— Start Records to process —
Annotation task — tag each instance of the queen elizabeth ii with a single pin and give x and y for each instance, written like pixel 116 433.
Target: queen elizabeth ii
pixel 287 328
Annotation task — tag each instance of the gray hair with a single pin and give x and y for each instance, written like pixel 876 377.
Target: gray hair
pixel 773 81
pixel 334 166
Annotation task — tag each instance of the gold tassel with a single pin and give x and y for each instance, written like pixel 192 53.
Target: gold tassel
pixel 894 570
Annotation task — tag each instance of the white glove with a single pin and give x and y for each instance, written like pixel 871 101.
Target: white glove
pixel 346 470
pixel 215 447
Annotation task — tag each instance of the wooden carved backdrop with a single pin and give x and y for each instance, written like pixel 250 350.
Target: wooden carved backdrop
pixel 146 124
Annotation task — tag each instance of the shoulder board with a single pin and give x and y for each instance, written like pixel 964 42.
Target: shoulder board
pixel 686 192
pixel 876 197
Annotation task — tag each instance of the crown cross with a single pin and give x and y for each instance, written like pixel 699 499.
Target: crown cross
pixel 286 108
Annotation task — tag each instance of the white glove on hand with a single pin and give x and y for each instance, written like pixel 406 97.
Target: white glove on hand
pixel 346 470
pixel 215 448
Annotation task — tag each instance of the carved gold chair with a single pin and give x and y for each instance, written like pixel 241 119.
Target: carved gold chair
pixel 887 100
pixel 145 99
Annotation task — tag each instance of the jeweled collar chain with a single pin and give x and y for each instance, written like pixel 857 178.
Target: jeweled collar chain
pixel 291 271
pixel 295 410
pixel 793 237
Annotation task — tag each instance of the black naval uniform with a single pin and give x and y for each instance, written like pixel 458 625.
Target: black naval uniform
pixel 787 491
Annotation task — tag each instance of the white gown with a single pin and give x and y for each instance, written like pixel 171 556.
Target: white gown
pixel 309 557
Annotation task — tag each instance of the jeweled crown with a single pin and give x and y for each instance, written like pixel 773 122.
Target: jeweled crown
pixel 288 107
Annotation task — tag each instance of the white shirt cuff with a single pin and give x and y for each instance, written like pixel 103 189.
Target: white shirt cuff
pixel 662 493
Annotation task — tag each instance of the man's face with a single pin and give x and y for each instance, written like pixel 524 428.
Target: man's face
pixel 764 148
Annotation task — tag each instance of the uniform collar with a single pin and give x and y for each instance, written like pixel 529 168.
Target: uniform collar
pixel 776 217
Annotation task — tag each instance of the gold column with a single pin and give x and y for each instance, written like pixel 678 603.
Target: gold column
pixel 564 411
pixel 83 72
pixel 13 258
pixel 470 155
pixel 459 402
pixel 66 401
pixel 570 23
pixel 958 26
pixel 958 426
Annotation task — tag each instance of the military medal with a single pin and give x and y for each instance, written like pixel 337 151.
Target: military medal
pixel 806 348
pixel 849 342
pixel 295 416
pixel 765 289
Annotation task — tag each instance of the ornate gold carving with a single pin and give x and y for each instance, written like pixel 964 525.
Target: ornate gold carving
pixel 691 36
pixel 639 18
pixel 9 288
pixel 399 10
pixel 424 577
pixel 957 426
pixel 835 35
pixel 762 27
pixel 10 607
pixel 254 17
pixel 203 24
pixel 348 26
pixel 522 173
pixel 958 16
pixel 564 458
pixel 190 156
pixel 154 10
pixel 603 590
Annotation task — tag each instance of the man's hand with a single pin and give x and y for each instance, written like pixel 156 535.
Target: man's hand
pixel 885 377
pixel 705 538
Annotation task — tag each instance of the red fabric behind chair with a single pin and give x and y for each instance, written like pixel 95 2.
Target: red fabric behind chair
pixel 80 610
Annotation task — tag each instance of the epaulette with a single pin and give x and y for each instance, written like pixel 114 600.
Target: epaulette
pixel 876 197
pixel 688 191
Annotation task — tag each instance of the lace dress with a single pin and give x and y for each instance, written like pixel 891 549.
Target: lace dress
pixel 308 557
— End Records to process —
= Work required =
Output these records as a JSON list of strings, one string per line, with blank lines omitted.

= Result for this exercise =
[
  "Annotation task — tag each instance of the queen elizabeth ii with a single pin and give x and y for each instance, written like pixel 116 433.",
  "Target: queen elizabeth ii",
  "pixel 287 328",
  "Annotation task — tag each instance of the gray hair with a single pin and give x and y for each instance, written like pixel 876 377.",
  "Target: gray hair",
  "pixel 773 81",
  "pixel 334 166",
  "Annotation task — tag each instance of the gold tassel with a single pin and give x and y for each instance, written like pixel 192 53.",
  "Target: gold tassel",
  "pixel 894 570",
  "Annotation task — tag each instance of the white glove with a single pin and give x and y for each instance, written like pixel 871 101.",
  "Target: white glove",
  "pixel 346 470",
  "pixel 215 447",
  "Annotation task — tag each instance of the wooden carved backdrop with a single pin and give x and y for each instance, written like pixel 250 350.",
  "Target: wooden carved backdrop",
  "pixel 146 124",
  "Annotation task — tag each instance of the shoulder board with a single pin and give x and y for each instance, written like pixel 964 42.",
  "Target: shoulder board",
  "pixel 686 192",
  "pixel 876 197",
  "Annotation task — tag each instance of the crown cross with a single pin and give x and y for each instance, written like pixel 699 499.",
  "Target: crown cross",
  "pixel 286 108",
  "Annotation task — tag each instance of the white glove on hand with a single pin and give x and y for each instance, written like pixel 406 97.",
  "Target: white glove on hand",
  "pixel 346 470",
  "pixel 215 448",
  "Annotation task — tag each instance of the carved gold chair with a single pin and give x and y for each instance, written like pixel 241 119.",
  "Target: carved gold chair",
  "pixel 887 100",
  "pixel 145 99",
  "Annotation task — tag each instance of the jeweled collar chain with a single pin and give x and y for each instance, written like pixel 857 178.",
  "Target: jeweled collar chain",
  "pixel 291 271",
  "pixel 295 410",
  "pixel 793 237",
  "Annotation task — tag each instance of the black naval uniform with a single pin and give x and y for each instance, written like pixel 458 625.",
  "Target: black naval uniform",
  "pixel 787 491",
  "Annotation task — tag each instance of the white gown with a single pin and give x and y for each instance, written like pixel 171 556.",
  "Target: white gown",
  "pixel 309 557",
  "Annotation task — tag each instance of the jeweled crown with a single pin and give x and y for each instance, written like pixel 773 122.",
  "Target: jeweled crown",
  "pixel 288 107",
  "Annotation task — tag each instance of the white shirt cuff with a single pin and give x and y for each instance, written like pixel 103 189.",
  "Target: white shirt cuff",
  "pixel 662 493",
  "Annotation task — tag each instance of the man's face with a single pin and give x and y for each instance, written like pixel 524 428.",
  "Target: man's face",
  "pixel 764 148",
  "Annotation task — tag each instance of the uniform collar with a single pin and give x and y for each instance, written like pixel 529 168.",
  "Target: uniform collar",
  "pixel 776 217",
  "Annotation task — tag each instance of the gold column with a single pin and give x and y for each instance, written like pixel 678 603.",
  "Target: gold column",
  "pixel 564 411",
  "pixel 83 72",
  "pixel 13 258",
  "pixel 470 155",
  "pixel 459 402",
  "pixel 66 401",
  "pixel 570 23",
  "pixel 958 26",
  "pixel 958 426",
  "Annotation task — tag each instance of the military medal with a single pin and give x and y for each instance, written like pixel 337 151.",
  "Target: military medal",
  "pixel 806 348",
  "pixel 849 342",
  "pixel 295 416",
  "pixel 765 289",
  "Annotation task — tag each instance of the ornate gold carving with a single pin and give x and y for each instance, written like pixel 964 525.",
  "Target: ornate gold carving",
  "pixel 691 36",
  "pixel 639 18",
  "pixel 9 288",
  "pixel 399 10",
  "pixel 424 577",
  "pixel 957 426",
  "pixel 835 35",
  "pixel 762 27",
  "pixel 10 607",
  "pixel 254 17",
  "pixel 203 24",
  "pixel 348 26",
  "pixel 522 173",
  "pixel 958 16",
  "pixel 564 458",
  "pixel 190 156",
  "pixel 154 10",
  "pixel 603 590",
  "Annotation task — tag each instance of the man's hand with a single pin and give x and y for each instance, written like pixel 156 535.",
  "Target: man's hand",
  "pixel 885 377",
  "pixel 705 538",
  "Annotation task — tag each instance of the red fabric behind chair with a single pin and give x and y for each instance, written like pixel 95 2.",
  "Target: red fabric behind chair",
  "pixel 80 610",
  "Annotation task — tag each instance of the epaulette with a single pin and give x and y for each instance, written like pixel 114 600.",
  "Target: epaulette",
  "pixel 876 197",
  "pixel 688 191",
  "Annotation task — tag each instance of the lace dress with a single pin and give x and y for each instance, written like pixel 891 549.",
  "Target: lace dress",
  "pixel 308 557"
]